EXERCISE GOAL: Reproduce every line of the data below verbatim, changing nothing.

RECORD SET:
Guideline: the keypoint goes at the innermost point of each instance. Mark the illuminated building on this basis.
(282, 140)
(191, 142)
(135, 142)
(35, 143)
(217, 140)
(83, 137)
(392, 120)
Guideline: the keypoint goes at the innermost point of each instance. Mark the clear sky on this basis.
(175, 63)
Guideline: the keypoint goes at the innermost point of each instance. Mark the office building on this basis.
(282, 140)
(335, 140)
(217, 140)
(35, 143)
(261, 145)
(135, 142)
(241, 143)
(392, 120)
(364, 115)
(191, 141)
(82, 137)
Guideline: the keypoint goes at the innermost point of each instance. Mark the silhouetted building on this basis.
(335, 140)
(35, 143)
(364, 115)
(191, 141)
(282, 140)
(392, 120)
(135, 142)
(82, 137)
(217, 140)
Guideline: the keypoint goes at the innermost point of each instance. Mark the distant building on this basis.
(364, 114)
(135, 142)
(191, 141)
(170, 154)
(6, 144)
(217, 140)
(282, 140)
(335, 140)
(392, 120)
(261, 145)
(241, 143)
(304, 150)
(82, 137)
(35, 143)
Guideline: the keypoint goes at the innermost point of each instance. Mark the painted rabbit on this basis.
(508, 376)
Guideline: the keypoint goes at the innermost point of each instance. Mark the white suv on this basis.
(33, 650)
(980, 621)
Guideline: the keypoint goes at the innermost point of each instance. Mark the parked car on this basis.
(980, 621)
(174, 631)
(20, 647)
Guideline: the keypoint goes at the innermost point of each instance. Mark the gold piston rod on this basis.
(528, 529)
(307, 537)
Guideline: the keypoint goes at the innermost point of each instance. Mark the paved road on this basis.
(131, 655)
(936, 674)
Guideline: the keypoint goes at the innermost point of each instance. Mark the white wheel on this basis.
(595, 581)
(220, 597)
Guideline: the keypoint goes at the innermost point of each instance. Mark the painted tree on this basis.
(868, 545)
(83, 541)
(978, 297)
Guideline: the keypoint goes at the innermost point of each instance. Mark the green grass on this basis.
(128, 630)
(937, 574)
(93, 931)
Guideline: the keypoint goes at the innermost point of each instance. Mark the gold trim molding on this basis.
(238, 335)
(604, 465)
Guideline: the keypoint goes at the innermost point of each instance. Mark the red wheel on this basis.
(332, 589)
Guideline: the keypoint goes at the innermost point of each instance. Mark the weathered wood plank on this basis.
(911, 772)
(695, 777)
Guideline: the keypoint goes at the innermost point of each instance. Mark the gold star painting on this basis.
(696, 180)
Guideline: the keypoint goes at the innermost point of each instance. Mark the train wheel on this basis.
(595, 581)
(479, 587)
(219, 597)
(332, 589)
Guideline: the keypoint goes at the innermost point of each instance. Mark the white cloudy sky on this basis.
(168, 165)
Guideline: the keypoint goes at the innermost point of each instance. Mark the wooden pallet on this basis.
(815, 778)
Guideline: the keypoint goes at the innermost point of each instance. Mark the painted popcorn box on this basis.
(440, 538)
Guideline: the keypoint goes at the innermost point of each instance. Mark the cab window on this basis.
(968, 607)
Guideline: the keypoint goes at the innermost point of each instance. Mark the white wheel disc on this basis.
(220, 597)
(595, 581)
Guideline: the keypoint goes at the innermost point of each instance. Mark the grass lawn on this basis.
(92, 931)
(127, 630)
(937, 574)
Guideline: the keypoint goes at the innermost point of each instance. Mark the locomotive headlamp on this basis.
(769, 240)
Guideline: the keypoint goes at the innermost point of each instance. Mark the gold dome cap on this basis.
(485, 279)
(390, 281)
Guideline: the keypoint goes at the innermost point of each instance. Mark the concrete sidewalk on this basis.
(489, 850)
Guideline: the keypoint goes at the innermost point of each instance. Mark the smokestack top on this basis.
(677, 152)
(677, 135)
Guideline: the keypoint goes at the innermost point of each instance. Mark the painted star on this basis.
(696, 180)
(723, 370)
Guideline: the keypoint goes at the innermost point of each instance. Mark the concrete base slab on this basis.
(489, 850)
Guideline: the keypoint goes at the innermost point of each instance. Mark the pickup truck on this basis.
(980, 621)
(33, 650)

EXERCISE ANSWER:
Guideline: the keypoint goes at the innermost point of each instance. Mark the illuminated building on this basis.
(282, 140)
(191, 142)
(135, 142)
(35, 143)
(217, 140)
(83, 137)
(392, 120)
Guideline: the keypoint goes at the innermost point of each instance. Mark the clear sky on this basis.
(175, 63)
Guideline: the keypoint goes at the innermost point of each instance. Mark the office building on this basis.
(282, 140)
(335, 140)
(217, 140)
(35, 143)
(261, 145)
(135, 142)
(241, 143)
(392, 120)
(364, 115)
(191, 141)
(82, 137)
Guideline: the keypoint goes at the innermost point of each instance. Mark the silhouetted building on this basis.
(335, 140)
(35, 143)
(364, 115)
(191, 141)
(282, 140)
(392, 120)
(135, 142)
(82, 137)
(217, 140)
Guideline: the keypoint goes at the innermost point of each instance. Mark the distant building on this basis.
(364, 114)
(135, 142)
(191, 141)
(170, 154)
(6, 144)
(217, 140)
(282, 140)
(335, 140)
(392, 120)
(261, 145)
(241, 143)
(304, 150)
(82, 137)
(35, 143)
Guideline: the keypoint goes at the innermost point of each instance. Mark the painted rabbit on this basis.
(508, 376)
Guideline: the keypoint goes at the innermost point of each instance. Mark the white suv on this basis.
(33, 650)
(980, 621)
Guideline: the keypoint goes at the innermost point of each instance. Mark the parked car on this basis.
(980, 621)
(174, 631)
(20, 647)
Guideline: the keypoint goes at the innermost point of each instance. Mark the gold piston rod on this basis.
(528, 529)
(307, 537)
Guideline: the keypoint goes at the innermost point of each instance. Mark the paved road on this basis.
(131, 655)
(936, 674)
Guideline: the keypoint goes at the innermost point of each instance. Mark the white wheel on this basis.
(595, 581)
(220, 597)
Guideline: the keypoint goes at the innermost point of each instance. Mark the painted tree on this basis.
(868, 545)
(83, 541)
(978, 297)
Guideline: the keypoint goes at the innermost point of each instance. Mark the green grass on this basis.
(128, 630)
(937, 574)
(93, 931)
Guideline: the keypoint goes at the innermost point of each instance. Mark the gold trim molding on this basis.
(238, 335)
(604, 465)
Guideline: the keypoint goes at the innermost point of each instance. Mark the red wheel on this basis.
(332, 589)
Guideline: the keypoint goes at the innermost point of each instance. Mark the weathered wood plank on this basis.
(911, 772)
(695, 777)
Guideline: the keypoint goes at the innermost point of each instance. Mark the gold star painting on this basis.
(696, 180)
Guideline: the keypoint goes at the innermost point of each instance. Mark the train wheel on this basis.
(595, 581)
(479, 587)
(219, 597)
(332, 589)
Guideline: the keypoint goes at the innermost point of each instance. Mark the white cloudy sky on this basis.
(168, 165)
Guideline: the keypoint goes at the innermost point of each instance. Mark the wooden pallet on this basis.
(815, 778)
Guideline: the keypoint goes at the innermost point of each instance. Mark the painted popcorn box on this basis.
(440, 538)
Guideline: the keypoint goes at the innermost point of each instance. Mark the cab window on this basis.
(968, 607)
Guideline: the keypoint goes at the innermost point of each instance. Mark the white wheel disc on this basis.
(220, 597)
(595, 581)
Guideline: the keypoint goes at the innermost point of each instance. Mark the grass lawn on this basis.
(92, 931)
(127, 630)
(937, 574)
Guideline: the keypoint goes at the innermost point of each instance. Mark the locomotive headlamp on this basis.
(769, 240)
Guideline: the keypoint goes at the innermost point of each instance. Mark the gold dome cap on this basis.
(485, 279)
(390, 281)
Guideline: the keypoint goes at the innermost point of each instance. Mark the concrete sidewalk on this basis.
(489, 850)
Guideline: the keypoint goes at the innermost point of each instance. Mark the smokestack top on this basis.
(677, 152)
(677, 135)
Guideline: the keypoint goes at the innermost point of each instance. Mark the painted star on this basis.
(696, 180)
(723, 370)
Guideline: the keypoint goes at the innermost point of each instance. Mark the concrete base slab on this basis.
(489, 850)
Guideline: the keypoint goes at the innermost point of each instance. Mark the pickup truck on this basis.
(980, 621)
(33, 650)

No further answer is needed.